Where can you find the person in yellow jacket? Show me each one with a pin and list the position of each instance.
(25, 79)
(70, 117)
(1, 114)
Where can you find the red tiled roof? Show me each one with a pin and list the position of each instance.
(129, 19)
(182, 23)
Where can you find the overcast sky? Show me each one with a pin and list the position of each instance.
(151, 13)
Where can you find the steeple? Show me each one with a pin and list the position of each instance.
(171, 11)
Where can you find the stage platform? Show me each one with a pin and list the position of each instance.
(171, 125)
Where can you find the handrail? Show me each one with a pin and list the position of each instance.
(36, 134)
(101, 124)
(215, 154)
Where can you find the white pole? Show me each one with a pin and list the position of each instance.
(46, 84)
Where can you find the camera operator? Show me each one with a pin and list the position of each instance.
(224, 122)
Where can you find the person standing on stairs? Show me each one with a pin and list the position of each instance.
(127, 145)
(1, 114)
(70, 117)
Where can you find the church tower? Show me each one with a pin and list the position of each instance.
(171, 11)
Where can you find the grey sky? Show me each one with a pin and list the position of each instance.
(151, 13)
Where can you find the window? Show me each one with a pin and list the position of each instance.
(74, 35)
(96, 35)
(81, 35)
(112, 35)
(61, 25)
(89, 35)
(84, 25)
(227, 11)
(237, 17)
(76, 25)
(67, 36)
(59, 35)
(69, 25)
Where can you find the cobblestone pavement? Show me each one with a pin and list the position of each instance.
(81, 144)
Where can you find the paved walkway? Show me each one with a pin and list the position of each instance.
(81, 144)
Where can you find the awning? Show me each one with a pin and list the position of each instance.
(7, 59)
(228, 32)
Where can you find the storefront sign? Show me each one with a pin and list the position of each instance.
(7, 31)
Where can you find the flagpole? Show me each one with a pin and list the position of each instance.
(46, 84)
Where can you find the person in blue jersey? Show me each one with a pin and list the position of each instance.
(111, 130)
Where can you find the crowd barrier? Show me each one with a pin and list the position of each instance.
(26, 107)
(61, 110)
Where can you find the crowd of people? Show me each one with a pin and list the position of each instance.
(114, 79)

* **YOUR INSTRUCTIONS**: Please reproduce every line of the material above word for word, from the first line to the last.

* **EXERCISE SOLUTION**:
Where can you find the person in yellow jacket? Show me each one with a pin and list the position of each instance.
(25, 79)
(70, 117)
(1, 114)
Where can you find the red tiled roof? Show me each one with a pin and list the position of each instance.
(129, 19)
(182, 23)
Where can you find the overcast sky? Show me each one with a pin and list the position of each instance.
(151, 13)
Where can you find the steeple? Show me each one with a pin and list the position of each instance.
(171, 11)
Where can you find the stage platform? Show me each one with a pin and list the position of each instance.
(171, 125)
Where can you find the handrail? Show me each one with a pin and list the position of each instance.
(36, 134)
(101, 124)
(215, 154)
Where can you find the white pole? Show me each one with a pin and list the position of each instance.
(46, 84)
Where can you find the camera operator? Show me each one with a pin and list the position of each instance.
(224, 122)
Where can you find the person standing on stairs? Show me each one with a pin and list the position of each instance.
(127, 145)
(1, 114)
(70, 117)
Where can you find the church tower? Show me each one with a pin and list the position of each instance.
(171, 11)
Where can you find the grey sky? Show me each one with a pin and list the position of each instance.
(151, 13)
Where can you find the window? Show me each one with a pin and list the position of each instance.
(74, 35)
(96, 35)
(81, 35)
(112, 35)
(61, 25)
(89, 35)
(84, 25)
(227, 11)
(237, 17)
(76, 25)
(67, 36)
(59, 35)
(69, 25)
Where can you find the cobblestone pavement? Show me each one with a pin and list the position of each instance.
(81, 144)
Where can you find the paved walkway? Show me each one with a pin and list the position of each instance.
(81, 144)
Where can you find the awning? Show me each one with a pin and list the position of each instance.
(7, 59)
(228, 32)
Where can you find the storefront sign? Show me each one with a pin and list the position of each instance.
(7, 31)
Where can you find the flagpole? Show me each one with a pin and list the position of each instance.
(46, 84)
Where can you find the person in blue jersey? Show me each one with a pin and list the position of each instance.
(111, 130)
Where can you find the crowd barrier? Show me each one with a pin and list the position of each instance.
(26, 107)
(61, 110)
Where can you find the crowd of people? Show me each one with a pin and list the position of each instance.
(114, 79)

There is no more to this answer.